DOCUMENT TEXT:

══════════

Adam and Eve: Did we miss the point?

Discussion in 'Philosophy' started by Maryed Man, Sep 7, 2012.

  1. So everyone knows about the story of Adam and Eve. Whether you believe this is true or not, I propose this little story as more of an insight into human behavior. So, while reading this, just pretend that the story of Adam and Eve existed, this is purely rhetorical. A fable if you will.

    So what if the Garden of Eden was really an orchard of sorts? A wild, vast orchard of fruits, and vegetables, and flowers and whatnot. And dotted among this orchard are apple trees, vibrant and green, their flowers blooming full in the summer temperatures. And bees nested in the trees, multitudes of them. Every day, they would go out and pollinate the flowers of the apple trees, allowing them to thrive and produce fruit. Of course they also pollinated the rest of the garden and everything worked. But God said now Adam, and Eve, you can have anything in this garden but you cannot eat the apple. For the inside the apple is the life of the tree. When this apple falls, a new tree will bloom, and the bees will thrive again another year, relying on the apple blossoms for their pollen, and thus their life. In turn they will pollinate all these other fruits for you to enjoy, as long as you do not eat the apple.

══════════

(Spatial localization data)
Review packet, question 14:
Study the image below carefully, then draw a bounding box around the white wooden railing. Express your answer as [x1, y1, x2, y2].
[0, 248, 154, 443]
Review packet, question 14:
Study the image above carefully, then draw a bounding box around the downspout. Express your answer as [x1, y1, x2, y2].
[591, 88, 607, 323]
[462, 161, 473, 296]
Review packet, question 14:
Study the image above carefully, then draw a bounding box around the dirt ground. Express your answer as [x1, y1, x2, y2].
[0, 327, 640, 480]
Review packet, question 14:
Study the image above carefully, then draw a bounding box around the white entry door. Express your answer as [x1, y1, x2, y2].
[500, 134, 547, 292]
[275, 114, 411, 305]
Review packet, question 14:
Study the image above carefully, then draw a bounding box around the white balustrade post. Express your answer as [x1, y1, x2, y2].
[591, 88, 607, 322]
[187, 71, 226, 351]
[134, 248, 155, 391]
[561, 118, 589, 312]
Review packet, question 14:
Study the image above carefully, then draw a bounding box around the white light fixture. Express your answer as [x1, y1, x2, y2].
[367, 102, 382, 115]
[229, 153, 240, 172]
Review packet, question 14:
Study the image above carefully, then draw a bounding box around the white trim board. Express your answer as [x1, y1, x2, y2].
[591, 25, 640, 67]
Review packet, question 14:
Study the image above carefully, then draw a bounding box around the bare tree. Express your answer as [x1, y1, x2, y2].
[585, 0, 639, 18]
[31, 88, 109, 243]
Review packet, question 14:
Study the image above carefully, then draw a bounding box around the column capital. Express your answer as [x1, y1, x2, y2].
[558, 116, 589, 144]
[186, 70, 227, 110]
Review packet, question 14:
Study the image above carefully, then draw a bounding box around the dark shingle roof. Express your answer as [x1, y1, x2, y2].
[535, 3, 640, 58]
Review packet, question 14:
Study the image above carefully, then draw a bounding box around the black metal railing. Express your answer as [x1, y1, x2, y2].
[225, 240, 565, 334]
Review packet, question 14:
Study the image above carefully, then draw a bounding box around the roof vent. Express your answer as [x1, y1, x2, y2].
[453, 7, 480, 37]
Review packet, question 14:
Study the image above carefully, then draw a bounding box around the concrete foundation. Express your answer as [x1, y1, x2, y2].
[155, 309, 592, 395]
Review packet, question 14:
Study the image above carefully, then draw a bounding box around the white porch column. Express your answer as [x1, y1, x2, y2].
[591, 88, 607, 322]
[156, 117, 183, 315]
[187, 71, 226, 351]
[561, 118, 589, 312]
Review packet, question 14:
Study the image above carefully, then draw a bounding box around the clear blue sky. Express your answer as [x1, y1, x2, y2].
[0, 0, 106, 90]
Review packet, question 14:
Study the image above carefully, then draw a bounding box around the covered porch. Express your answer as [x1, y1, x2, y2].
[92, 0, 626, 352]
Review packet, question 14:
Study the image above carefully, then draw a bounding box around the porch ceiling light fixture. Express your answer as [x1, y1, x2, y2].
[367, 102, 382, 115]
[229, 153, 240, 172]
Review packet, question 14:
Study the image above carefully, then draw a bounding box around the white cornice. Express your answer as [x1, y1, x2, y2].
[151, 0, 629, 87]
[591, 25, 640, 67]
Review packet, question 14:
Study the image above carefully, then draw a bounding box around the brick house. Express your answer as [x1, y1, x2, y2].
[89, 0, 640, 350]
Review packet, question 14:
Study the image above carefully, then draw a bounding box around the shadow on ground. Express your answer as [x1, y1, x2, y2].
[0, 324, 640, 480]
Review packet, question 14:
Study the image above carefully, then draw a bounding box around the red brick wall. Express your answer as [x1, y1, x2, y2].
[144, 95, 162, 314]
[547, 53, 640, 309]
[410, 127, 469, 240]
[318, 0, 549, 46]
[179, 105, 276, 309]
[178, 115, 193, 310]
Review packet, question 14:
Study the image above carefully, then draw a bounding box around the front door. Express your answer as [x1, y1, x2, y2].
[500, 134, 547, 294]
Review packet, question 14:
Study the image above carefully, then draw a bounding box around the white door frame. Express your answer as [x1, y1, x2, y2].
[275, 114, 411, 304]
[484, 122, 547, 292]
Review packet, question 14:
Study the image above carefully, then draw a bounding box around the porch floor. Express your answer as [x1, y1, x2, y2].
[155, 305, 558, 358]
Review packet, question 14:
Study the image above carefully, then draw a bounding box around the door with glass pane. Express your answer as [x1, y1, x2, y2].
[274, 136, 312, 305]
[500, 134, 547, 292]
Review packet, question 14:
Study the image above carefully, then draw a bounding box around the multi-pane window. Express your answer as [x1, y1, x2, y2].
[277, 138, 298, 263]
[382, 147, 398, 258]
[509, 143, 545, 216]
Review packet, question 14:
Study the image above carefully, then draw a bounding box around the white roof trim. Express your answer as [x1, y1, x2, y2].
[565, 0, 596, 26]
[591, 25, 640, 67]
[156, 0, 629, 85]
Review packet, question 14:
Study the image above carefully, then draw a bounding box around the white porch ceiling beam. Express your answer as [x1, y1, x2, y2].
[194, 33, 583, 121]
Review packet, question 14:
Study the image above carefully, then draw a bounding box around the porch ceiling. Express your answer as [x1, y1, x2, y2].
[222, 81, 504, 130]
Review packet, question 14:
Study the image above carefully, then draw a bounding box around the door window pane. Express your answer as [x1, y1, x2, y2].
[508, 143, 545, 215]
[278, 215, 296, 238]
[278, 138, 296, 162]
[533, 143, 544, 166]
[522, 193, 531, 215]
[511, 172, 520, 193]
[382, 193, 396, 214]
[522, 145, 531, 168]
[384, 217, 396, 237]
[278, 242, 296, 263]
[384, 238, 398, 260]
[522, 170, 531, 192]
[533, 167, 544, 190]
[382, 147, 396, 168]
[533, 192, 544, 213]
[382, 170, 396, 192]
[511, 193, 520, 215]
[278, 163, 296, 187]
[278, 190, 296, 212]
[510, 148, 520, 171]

══════════

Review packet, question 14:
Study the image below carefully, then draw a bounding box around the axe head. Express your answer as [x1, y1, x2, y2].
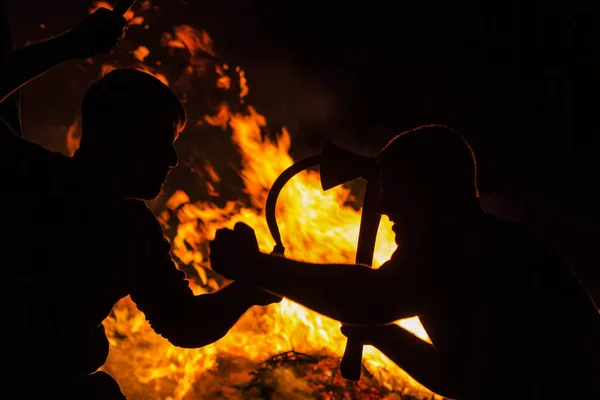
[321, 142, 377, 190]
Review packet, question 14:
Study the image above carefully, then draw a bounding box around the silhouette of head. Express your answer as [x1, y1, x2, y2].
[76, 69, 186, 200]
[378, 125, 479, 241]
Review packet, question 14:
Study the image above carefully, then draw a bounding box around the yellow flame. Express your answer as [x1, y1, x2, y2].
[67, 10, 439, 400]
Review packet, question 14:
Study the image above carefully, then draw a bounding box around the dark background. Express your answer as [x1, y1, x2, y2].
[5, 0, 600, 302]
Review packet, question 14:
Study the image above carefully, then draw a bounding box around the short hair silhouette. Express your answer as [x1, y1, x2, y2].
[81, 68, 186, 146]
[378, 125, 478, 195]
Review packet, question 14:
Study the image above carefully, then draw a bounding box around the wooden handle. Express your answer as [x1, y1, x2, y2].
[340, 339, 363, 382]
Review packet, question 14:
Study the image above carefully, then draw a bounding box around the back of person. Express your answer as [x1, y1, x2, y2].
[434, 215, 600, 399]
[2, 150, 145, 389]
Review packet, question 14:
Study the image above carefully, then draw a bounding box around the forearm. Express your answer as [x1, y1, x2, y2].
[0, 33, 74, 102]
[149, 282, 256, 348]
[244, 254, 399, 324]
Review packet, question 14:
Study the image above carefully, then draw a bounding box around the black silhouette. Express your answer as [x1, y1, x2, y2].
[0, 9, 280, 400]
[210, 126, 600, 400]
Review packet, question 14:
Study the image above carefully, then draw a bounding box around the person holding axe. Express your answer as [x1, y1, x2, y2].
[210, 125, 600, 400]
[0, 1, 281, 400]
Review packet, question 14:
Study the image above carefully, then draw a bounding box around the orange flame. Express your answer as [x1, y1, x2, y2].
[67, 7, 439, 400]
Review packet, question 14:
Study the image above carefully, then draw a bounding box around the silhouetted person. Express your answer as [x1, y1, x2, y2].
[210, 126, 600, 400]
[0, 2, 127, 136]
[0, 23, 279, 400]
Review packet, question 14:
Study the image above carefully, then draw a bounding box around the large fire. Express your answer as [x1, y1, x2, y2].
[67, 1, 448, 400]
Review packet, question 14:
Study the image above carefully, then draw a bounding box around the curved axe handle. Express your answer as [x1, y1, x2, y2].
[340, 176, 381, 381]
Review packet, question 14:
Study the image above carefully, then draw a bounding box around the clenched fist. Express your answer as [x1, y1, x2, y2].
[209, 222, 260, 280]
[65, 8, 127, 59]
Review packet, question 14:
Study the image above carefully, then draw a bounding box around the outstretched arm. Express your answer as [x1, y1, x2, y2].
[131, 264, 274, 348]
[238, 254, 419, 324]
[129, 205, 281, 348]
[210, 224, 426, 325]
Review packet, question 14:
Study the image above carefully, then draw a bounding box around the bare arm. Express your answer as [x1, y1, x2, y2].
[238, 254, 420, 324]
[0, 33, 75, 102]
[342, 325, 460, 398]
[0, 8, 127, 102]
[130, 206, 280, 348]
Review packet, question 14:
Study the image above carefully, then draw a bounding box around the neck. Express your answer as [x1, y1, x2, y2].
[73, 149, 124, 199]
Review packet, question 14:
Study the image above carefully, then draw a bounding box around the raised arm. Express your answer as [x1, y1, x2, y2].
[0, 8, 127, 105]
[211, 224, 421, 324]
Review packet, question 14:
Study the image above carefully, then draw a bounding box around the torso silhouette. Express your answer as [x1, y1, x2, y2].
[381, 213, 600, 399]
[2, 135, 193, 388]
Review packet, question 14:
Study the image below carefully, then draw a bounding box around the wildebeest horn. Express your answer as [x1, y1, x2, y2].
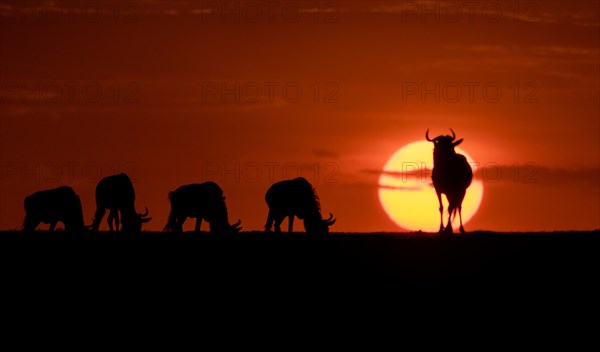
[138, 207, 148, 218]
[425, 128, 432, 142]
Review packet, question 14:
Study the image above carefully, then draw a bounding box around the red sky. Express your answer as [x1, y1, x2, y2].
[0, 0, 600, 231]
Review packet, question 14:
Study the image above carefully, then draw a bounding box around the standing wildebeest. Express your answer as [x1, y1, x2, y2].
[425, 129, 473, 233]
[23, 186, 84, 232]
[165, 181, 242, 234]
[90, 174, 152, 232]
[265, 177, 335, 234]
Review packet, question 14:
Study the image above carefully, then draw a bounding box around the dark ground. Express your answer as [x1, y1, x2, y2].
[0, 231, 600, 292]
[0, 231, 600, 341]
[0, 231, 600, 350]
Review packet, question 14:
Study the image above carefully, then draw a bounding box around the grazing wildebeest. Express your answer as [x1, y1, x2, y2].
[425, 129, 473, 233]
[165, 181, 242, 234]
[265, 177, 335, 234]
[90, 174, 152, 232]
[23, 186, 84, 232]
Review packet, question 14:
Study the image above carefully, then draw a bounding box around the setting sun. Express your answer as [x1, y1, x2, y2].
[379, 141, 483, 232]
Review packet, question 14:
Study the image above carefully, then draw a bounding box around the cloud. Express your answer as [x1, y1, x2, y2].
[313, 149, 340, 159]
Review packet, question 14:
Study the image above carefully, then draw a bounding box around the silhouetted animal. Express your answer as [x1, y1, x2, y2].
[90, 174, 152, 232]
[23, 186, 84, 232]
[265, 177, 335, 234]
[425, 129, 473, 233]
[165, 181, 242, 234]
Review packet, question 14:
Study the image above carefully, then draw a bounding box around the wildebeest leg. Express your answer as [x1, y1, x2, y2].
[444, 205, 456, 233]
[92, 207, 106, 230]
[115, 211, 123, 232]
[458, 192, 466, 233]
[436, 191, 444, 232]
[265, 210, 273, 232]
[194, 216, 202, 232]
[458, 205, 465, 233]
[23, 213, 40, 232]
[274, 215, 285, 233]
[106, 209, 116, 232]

══════════

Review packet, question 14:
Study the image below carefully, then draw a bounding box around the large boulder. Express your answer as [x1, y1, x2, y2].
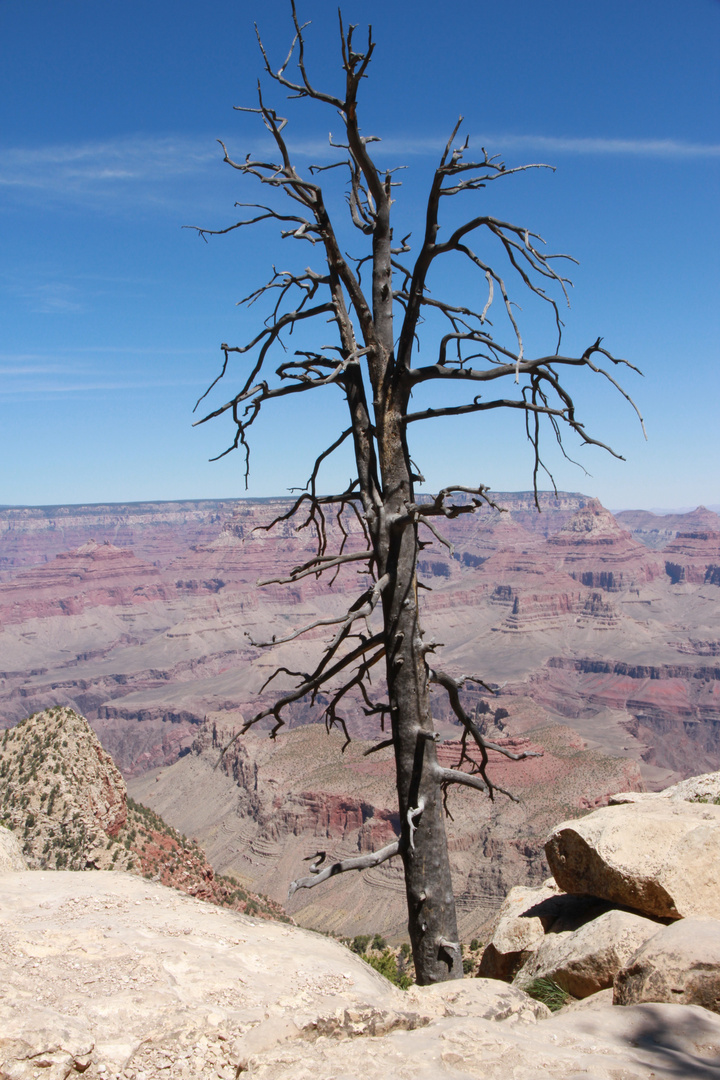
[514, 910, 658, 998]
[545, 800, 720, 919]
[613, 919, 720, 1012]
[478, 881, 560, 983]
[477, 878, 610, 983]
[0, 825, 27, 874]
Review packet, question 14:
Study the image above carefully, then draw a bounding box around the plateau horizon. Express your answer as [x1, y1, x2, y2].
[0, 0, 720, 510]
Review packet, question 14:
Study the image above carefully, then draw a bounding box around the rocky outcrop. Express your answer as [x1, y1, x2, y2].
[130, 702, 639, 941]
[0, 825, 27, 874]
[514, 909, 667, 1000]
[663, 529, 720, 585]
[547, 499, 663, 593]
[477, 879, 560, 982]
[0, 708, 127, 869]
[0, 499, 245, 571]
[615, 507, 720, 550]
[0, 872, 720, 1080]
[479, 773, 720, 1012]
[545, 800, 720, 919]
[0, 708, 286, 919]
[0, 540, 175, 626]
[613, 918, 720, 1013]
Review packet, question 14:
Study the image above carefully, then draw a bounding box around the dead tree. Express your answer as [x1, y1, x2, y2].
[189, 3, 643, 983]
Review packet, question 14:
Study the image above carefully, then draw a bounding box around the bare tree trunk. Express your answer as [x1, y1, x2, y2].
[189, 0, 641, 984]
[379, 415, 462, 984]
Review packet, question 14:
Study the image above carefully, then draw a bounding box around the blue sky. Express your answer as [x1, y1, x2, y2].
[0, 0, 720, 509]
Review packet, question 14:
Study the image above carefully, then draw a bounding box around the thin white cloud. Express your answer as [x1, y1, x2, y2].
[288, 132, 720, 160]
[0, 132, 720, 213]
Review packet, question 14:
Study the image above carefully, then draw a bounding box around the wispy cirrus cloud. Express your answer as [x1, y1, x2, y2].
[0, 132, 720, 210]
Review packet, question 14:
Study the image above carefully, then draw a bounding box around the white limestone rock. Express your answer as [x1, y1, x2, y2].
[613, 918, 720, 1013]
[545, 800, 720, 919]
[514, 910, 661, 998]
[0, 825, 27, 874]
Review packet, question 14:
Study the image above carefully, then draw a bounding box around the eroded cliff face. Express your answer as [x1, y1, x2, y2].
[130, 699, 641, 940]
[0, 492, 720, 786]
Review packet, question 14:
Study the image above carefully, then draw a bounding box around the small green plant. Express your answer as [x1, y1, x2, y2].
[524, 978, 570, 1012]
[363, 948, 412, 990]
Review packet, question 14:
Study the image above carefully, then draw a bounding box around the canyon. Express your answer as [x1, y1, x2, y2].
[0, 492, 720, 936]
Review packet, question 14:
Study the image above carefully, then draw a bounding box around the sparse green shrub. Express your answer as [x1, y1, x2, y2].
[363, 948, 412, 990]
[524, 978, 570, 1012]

══════════

TO DO:
A. List every person or figure named in the forum post about Adam and Eve, including the one who started the discussion.
B. According to the forum post about Adam and Eve, what is inside the apple?

ANSWERS FOR THIS EXERCISE:
A. Maryed Man, Adam, Eve, God

B. The life of the tree.